Challenge 1. Write out the passage of the GAGA announcement below from "It would be" up to and including "code this quick….", word for word.

Quoted text.
Tuesday, April 16, 2013

GAGA: GPU Accelerated Greedy Algorithms - implementation -

Jared Tanner just sent me the following:

Dear Igor, 
Hope this reaches you well. Jeff Blanchard and I have been developing GPU code for greedy compressed sensing algorithms, and it has now reached a sufficient stage of polish to be release online.
It would be great if you could mention it on Nuit Blanche. There are two accompanying papers, one on the software: 
and another on using the code to generate large amounts of date comparing the performance of algorithms, and develop "algorithm selection maps" where one can indicate which algorithm is quickest for a given type of matrix and sparse vector: 
This second paper was just recently posted. It is amazing how much data one can get with code this quick….
All the best,
Jared Tanner
Professor of the Mathematics of Information
Mathematics Institute
University of Oxford
Thanks Jared ! From the GAGA page:

GPU Accelerate Greedy Algorithms for Compressed Sensing

Welcome to GAGA, a software package for solving large compressed sensing problems with millions of unknowns in fractions of a second by exploiting the power of graphics processing units.  The current release consists of five greedy algorithms using five matrix ensembles.  This release is set to compile as Matlab executables to enhance your compressed sensing research and applications.  A user guide is available for download detailing the capabilities inluding simple implementations for large-scale testing at problem sizes previously too computationally expensive for extensive testing.
The current version, GAGA 1.0.0, contains five algorithms and is equipped with three clases of matrix multiplication, generic dense matrices, sparse matrices, and the subsampled discrete cosine transform. For large-scale testing, there are a total of five randomly generated matrix ensembles and three randomly generated sparse vector ensembles. For applications, the algorithms are equipped to employ any dense matrix and any sparse matrix in COO format (the default in Matlab). GAGA provides massive acceleration with up to 70x speed-ups in the algorithms' subroutines over a CPU based matlab implementation. For large scale testing, the GPU based random problem generation can offer up to 1600x acceleration.

Source records

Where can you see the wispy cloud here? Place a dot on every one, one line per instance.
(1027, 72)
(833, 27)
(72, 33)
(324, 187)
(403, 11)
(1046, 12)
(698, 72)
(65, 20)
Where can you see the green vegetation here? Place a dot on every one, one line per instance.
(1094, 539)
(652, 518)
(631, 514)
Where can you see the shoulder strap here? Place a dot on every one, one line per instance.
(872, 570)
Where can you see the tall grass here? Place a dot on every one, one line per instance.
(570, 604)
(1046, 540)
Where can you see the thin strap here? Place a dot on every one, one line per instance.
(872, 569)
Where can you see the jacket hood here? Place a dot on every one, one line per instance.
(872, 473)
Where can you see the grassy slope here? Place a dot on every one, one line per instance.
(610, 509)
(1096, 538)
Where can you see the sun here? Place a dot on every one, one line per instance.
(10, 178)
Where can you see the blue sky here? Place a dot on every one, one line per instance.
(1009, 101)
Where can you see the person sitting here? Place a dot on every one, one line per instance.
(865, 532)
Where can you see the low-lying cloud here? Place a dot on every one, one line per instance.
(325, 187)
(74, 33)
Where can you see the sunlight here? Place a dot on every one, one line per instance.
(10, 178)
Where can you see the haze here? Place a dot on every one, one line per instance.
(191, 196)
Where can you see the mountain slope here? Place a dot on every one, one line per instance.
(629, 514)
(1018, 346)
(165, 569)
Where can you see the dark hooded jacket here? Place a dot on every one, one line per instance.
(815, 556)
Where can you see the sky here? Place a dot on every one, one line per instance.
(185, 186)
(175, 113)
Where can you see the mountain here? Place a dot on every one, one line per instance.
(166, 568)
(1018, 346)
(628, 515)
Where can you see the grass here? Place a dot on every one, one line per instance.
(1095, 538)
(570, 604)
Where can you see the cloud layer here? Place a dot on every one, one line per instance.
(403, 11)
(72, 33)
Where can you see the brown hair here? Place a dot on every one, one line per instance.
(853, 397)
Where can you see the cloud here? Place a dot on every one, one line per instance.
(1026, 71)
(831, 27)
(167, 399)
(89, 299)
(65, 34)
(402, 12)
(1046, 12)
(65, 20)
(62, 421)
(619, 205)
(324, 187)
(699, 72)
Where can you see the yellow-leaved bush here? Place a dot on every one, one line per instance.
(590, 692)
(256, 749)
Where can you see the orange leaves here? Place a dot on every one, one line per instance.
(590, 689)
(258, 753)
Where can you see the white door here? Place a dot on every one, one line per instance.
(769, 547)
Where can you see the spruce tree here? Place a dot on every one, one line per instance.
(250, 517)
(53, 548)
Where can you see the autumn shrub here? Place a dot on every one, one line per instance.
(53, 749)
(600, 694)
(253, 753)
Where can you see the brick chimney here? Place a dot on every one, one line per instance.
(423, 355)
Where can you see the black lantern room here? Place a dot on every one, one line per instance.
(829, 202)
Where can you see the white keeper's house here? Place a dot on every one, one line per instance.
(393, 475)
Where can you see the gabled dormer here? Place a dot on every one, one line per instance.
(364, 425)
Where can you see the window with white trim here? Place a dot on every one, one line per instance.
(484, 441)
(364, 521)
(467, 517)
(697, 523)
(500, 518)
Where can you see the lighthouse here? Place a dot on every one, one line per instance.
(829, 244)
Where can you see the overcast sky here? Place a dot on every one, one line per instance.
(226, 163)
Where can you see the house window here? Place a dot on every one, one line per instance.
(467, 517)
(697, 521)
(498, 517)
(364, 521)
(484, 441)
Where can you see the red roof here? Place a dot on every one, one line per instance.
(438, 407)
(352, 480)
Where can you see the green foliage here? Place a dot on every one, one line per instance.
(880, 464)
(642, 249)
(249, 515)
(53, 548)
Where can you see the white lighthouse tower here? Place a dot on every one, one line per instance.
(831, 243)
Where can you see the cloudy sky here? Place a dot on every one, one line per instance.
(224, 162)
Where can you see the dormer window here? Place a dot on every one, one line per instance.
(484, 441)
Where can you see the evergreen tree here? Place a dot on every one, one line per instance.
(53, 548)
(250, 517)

Challenge 2. Lay out the lines of the records above as a Markdown table with the columns Row and Record line. Cover only the lines from the line with "Where can you see the cloudy" up to and including the last line of the records, and leave out blank lines.

Task answer 1.
It would be great if you could mention it on Nuit Blanche. There are two accompanying papers, one on the software: 
and another on using the code to generate large amounts of date comparing the performance of algorithms, and develop "algorithm selection maps" where one can indicate which algorithm is quickest for a given type of matrix and sparse vector: 
This second paper was just recently posted. It is amazing how much data one can get with code this quick….

Task answer 2.
| Row | Record line |
|---|---|
| 1 | Where can you see the cloudy sky here? Place a dot on every one, one line per instance. |
| 2 | (224, 162) |
| 3 | Where can you see the dormer window here? Place a dot on every one, one line per instance. |
| 4 | (484, 441) |
| 5 | Where can you see the evergreen tree here? Place a dot on every one, one line per instance. |
| 6 | (53, 548) |
| 7 | (250, 517) |